| EXERCISE |
In the listing, start at the line that contains "Keypoint guideline: for each instance of the large" and stop after the line that contains "Keypoint guideline: for each instance of the red", and convert those lines alone into a Markdown table with columns named Row and Text. Give each line its row number under Row and the line itself under Text, leaving out blank lines.
### DATA PROVIDED
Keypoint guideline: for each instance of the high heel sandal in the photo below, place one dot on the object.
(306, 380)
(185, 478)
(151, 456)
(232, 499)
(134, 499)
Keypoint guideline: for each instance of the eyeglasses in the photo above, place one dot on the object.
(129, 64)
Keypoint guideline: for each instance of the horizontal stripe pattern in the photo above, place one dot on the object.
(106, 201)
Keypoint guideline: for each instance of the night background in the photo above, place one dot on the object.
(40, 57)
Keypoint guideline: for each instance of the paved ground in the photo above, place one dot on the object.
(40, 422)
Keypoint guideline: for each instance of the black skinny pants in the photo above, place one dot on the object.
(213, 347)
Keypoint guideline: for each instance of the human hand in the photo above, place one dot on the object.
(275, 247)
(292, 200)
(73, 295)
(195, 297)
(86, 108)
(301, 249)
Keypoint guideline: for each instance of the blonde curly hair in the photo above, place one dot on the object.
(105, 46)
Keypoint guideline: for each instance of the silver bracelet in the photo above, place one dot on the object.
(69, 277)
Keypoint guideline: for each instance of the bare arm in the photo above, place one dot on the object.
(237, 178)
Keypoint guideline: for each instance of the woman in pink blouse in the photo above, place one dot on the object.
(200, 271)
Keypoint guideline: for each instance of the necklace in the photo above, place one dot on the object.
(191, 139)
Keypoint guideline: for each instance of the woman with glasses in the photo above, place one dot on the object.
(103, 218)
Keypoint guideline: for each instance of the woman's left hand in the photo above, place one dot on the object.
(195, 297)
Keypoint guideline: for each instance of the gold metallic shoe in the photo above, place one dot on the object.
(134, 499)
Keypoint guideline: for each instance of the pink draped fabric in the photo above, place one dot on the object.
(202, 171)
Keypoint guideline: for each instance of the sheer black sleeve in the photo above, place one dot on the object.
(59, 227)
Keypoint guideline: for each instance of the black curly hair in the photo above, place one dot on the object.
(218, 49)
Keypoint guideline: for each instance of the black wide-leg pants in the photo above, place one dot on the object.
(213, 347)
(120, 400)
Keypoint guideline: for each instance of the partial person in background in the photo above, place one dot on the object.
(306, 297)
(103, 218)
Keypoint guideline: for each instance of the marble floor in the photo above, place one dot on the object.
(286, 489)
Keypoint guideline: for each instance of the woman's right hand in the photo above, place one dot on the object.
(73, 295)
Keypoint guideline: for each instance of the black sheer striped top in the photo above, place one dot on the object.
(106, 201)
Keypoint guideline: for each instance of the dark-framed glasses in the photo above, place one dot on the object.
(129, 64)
######
### DATA PROVIDED
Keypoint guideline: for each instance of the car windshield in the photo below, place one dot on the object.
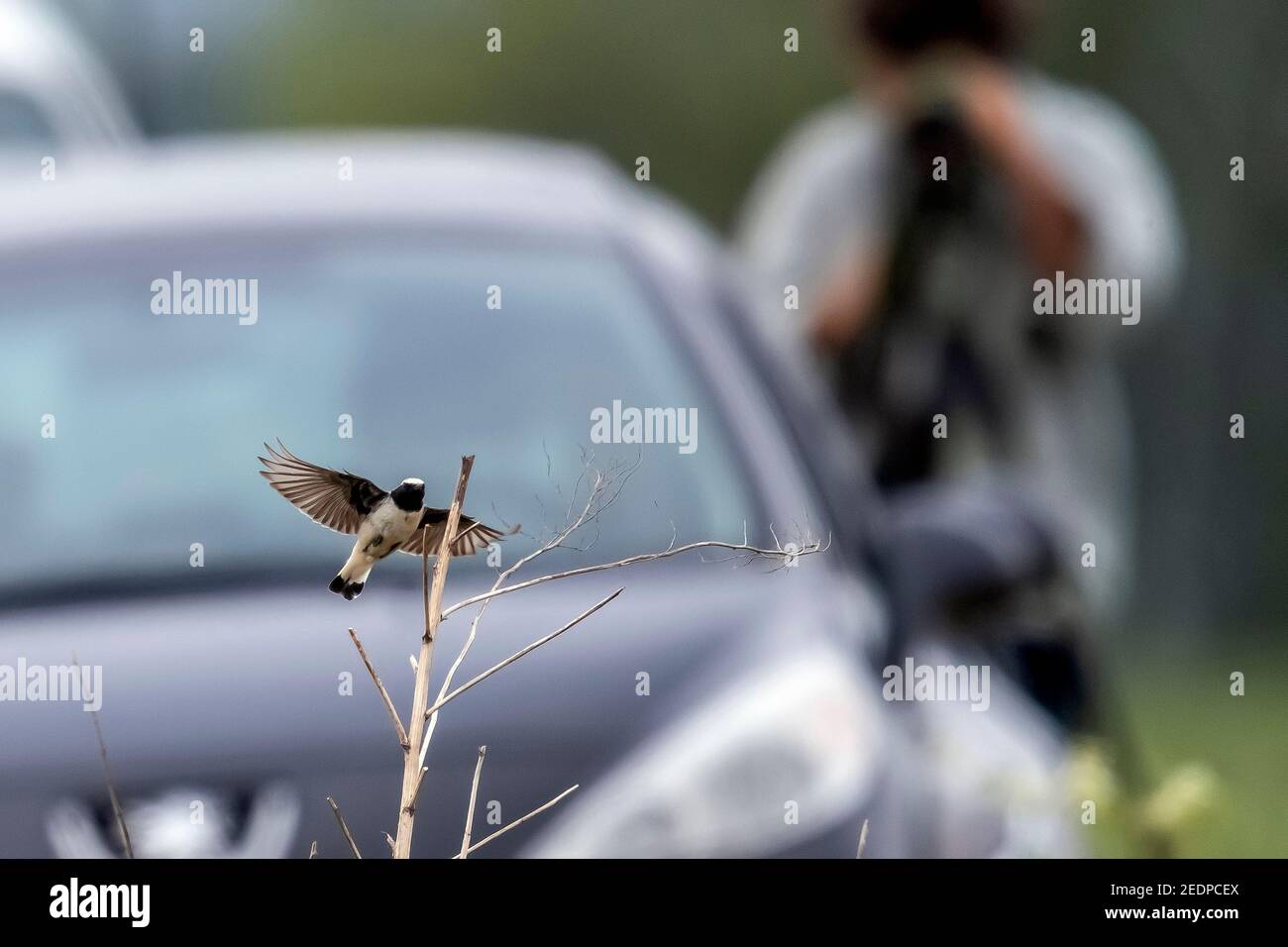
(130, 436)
######
### DATA PROVIDED
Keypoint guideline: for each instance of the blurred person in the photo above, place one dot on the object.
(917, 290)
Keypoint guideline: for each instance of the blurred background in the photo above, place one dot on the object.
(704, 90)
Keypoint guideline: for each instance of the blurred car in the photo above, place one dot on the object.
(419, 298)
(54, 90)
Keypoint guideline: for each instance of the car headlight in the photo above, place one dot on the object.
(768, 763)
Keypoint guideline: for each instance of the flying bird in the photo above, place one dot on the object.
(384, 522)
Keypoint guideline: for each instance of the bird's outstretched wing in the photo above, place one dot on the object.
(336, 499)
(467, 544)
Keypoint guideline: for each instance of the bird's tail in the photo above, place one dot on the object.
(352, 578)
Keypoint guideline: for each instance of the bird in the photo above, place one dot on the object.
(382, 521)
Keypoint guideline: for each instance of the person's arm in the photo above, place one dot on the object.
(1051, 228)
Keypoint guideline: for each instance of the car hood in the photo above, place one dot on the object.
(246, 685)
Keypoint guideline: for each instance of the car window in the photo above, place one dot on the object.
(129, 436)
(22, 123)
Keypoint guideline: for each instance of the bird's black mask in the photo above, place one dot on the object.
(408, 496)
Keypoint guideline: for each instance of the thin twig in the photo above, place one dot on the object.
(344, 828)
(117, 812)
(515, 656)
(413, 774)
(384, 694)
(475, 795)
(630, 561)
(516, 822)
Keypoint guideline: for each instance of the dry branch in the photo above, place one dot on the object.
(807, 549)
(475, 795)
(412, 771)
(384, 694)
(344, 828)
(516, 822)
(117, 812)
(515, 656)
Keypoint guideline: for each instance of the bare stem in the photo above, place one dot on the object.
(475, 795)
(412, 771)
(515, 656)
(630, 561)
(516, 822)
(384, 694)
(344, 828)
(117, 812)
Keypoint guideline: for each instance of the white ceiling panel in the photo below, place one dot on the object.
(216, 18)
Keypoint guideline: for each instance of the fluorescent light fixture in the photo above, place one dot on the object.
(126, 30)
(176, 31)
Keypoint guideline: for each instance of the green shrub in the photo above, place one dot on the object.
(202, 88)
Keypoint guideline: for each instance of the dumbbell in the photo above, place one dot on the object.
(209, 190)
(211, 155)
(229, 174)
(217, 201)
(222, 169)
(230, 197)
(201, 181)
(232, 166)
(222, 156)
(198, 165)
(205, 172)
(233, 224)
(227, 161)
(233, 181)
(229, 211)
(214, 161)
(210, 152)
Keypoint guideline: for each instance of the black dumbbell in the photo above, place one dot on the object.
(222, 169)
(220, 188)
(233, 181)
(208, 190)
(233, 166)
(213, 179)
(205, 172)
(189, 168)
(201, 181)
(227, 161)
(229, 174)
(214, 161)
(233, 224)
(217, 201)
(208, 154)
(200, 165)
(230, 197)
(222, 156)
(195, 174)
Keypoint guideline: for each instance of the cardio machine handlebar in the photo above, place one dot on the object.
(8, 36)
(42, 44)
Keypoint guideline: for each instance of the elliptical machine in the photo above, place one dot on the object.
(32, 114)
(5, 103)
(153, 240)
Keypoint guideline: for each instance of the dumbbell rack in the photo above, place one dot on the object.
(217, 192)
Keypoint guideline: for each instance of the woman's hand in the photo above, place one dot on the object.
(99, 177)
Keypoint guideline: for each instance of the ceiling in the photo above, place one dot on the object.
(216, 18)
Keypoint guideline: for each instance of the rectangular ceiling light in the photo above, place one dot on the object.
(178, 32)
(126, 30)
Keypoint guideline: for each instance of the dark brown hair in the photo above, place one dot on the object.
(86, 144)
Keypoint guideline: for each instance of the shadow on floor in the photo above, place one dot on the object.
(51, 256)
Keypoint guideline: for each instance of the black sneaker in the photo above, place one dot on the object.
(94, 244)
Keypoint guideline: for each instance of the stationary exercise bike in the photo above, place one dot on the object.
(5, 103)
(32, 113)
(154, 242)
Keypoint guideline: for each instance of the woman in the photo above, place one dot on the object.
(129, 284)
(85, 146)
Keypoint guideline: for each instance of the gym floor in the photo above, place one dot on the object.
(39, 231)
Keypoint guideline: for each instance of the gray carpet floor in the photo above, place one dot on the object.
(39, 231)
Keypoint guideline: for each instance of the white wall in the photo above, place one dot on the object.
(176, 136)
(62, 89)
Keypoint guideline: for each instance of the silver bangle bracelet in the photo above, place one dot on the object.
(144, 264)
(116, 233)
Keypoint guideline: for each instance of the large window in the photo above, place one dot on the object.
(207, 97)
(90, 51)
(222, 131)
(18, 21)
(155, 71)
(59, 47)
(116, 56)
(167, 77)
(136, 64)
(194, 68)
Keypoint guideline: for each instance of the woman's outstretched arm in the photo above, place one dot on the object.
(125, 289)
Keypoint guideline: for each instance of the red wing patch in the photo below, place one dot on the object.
######
| THE RESPONSE |
| Row | Text |
|---|---|
| 1 | Keypoint guideline: for each instance of the large window in the photo above, place one dot on the object. |
| 2 | (207, 97) |
| 3 | (90, 51) |
| 4 | (222, 131) |
| 5 | (18, 21) |
| 6 | (155, 71) |
| 7 | (59, 47) |
| 8 | (116, 56) |
| 9 | (167, 77) |
| 10 | (136, 64) |
| 11 | (194, 68) |
| 12 | Keypoint guideline: for each instance of the woman's outstretched arm in the photo above, place one dot on the object. |
| 13 | (125, 289) |
| 14 | Keypoint guideline: for each instance of the red wing patch in the photo below, place one dot on the object. |